### 課題の指示
映画「ドラゴン・タトゥーの女」の鑑賞記で、筆者はどの場面を観て作品の虜になったと書いていますか。その場面がすばらしかった理由として筆者が挙げている点も含めて説明してください。

### 抜粋
######
「ドラゴン・タトゥーの女」見たよ


ミカエルは、財界汚職事件を記事にして名誉棄損裁判で敗訴し休職中。そんなある日、スウェーデン有数の財閥ヴァンゲルの元会長からある依頼が舞い込む。その依頼の真の目的は40年前に忽然と姿を消した娘ハリエットの失踪事件の真相究明。なかなか手がかりが掴めないミカエルに、天才的な資料収集能力の持ち主・リスベットが紹介された。顔色は悪く無口で痩身、肩から背中にかけて龍の刺青(ドラゴン・タトゥー)が刻まれた彼女は、ハリエットの日記からロシア付近で起きた未解決連続猟奇殺人事件との関わりを調べるのだが…。

『ドラゴン・タトゥーの女』作品情報 | cinemacafe.net

TOHOシネマズ宇都宮で鑑賞してきました。

原作は未読でスウェーデン版も未見の状態でしたので、変更点などはまったく分かりませんがたいへんたのしく鑑賞しました。冒頭の、リスベットの悲痛な叫びにも聞こえる「移民の歌」と、まるでリスベットの悪夢を具現化したような禍々しくて苦しさが伝わってくる映像で紡がれるオープニングがとにかくすばらしく、ここを観てわたしはもうこの作品の虜になってしまいました。


始まってわずか数分でこれほど惹きつけられたのは初めてです。
このオープニング超好き!
######
### 収録データ
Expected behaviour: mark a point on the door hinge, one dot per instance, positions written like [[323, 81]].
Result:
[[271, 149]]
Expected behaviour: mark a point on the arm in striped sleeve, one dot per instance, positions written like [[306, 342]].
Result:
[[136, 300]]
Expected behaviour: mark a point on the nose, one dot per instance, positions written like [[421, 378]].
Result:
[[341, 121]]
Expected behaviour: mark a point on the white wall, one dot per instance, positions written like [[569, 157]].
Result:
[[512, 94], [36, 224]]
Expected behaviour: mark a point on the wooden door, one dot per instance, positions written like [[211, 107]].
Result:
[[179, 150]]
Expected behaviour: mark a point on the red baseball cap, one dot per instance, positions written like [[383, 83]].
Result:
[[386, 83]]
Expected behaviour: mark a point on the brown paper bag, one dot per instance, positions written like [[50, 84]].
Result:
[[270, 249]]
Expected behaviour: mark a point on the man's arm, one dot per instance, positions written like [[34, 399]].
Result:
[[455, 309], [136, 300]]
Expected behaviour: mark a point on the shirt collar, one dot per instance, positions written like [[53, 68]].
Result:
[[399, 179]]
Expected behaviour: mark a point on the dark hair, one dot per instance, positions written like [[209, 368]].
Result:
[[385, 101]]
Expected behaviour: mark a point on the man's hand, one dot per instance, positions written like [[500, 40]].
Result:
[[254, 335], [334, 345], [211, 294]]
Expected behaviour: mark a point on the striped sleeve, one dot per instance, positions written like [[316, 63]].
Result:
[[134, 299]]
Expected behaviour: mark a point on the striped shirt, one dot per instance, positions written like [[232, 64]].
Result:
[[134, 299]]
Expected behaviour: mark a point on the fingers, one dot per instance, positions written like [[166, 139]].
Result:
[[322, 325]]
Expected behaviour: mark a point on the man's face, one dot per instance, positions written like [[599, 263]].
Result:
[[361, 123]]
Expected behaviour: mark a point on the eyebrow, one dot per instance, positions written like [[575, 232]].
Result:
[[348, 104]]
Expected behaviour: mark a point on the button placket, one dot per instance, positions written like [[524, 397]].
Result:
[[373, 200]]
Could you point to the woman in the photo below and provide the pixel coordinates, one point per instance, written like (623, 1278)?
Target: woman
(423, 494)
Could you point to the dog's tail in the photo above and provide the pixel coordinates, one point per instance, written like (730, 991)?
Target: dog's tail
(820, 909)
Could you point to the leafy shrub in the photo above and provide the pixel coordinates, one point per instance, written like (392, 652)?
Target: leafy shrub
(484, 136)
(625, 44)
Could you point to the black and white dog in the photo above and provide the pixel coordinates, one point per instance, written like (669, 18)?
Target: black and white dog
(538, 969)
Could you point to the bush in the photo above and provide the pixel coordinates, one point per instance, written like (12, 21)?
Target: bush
######
### 解答例
筆者が虜になったのは冒頭のオープニングです。リスベットの悲痛な叫びにも聞こえる「移民の歌」と、リスベットの悪夢を具現化したような禍々しく苦しさが伝わってくる映像でオープニングが紡がれている点をすばらしいと述べています。